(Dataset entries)
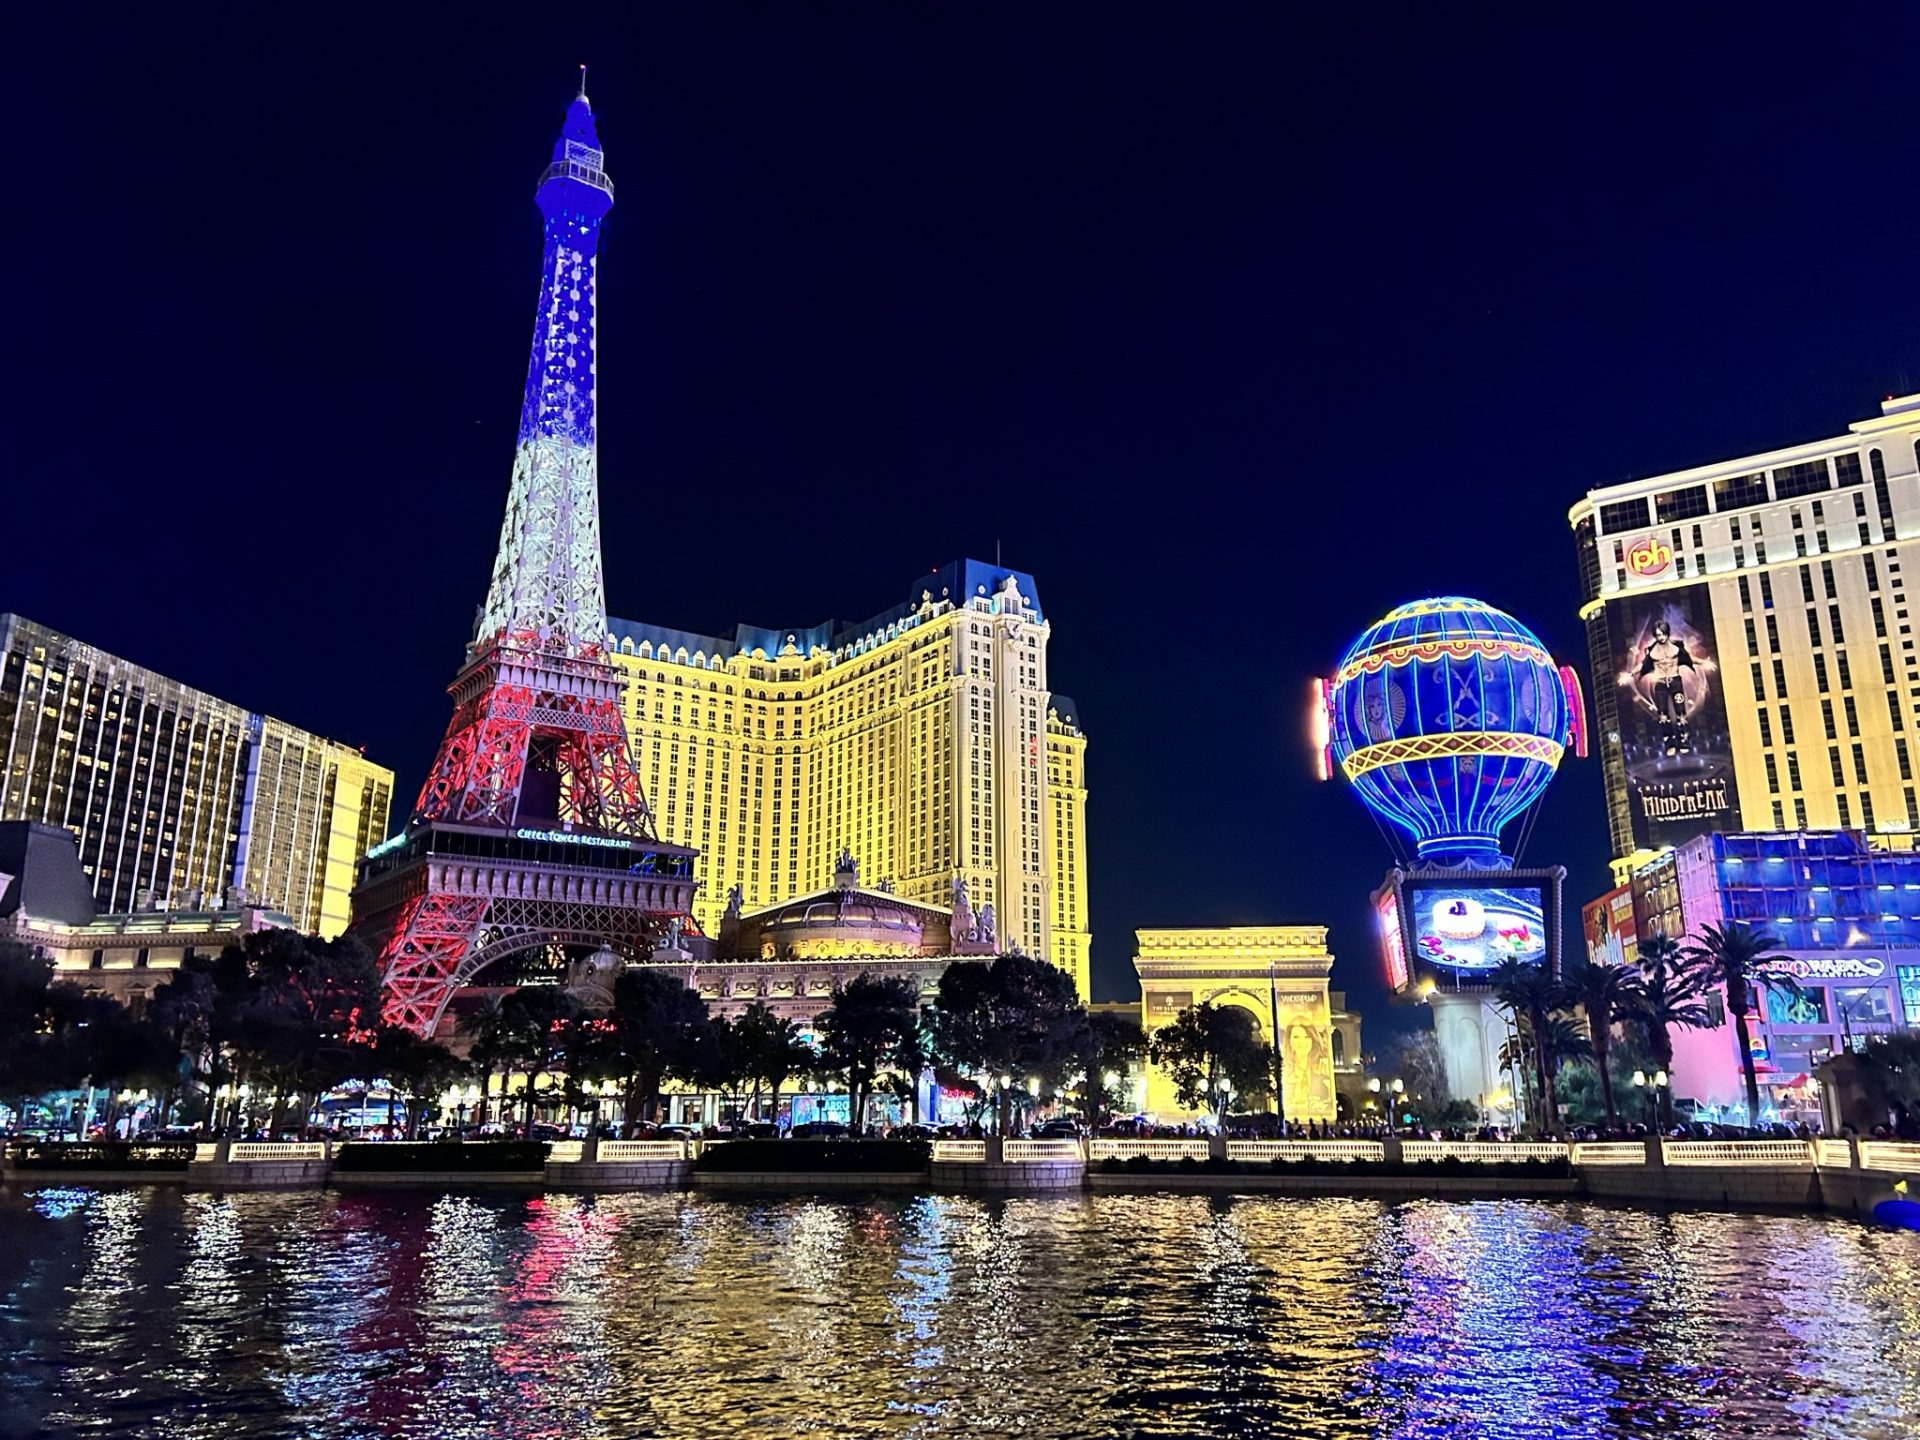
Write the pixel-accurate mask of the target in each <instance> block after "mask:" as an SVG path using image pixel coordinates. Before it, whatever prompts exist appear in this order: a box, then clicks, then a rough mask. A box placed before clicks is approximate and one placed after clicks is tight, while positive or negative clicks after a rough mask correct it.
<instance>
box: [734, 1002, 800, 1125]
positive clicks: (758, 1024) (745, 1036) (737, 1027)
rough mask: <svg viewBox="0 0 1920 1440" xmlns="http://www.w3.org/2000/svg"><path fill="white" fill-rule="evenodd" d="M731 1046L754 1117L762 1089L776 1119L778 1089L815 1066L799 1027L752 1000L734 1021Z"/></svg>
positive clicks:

-- Directions for this task --
Copy every line of the dataset entries above word for word, leaving out the pictures.

-- Result --
Write the pixel-accurate mask of the target in each <instance> block after "mask:" as an SVG path using image pixel coordinates. Before it, whatever prompts exist appear in this order: a box, then clicks, then a rough mask. A box placed before clicks is approximate and one placed after clicks is tight, while positive or negative clicks after a rough mask correct it.
<instance>
box: [734, 1002, 800, 1125]
positive clicks: (758, 1024) (745, 1036) (737, 1027)
rough mask: <svg viewBox="0 0 1920 1440" xmlns="http://www.w3.org/2000/svg"><path fill="white" fill-rule="evenodd" d="M731 1046L754 1117L762 1089L776 1119L778 1089L815 1066L799 1027L752 1000L734 1021Z"/></svg>
positive clicks:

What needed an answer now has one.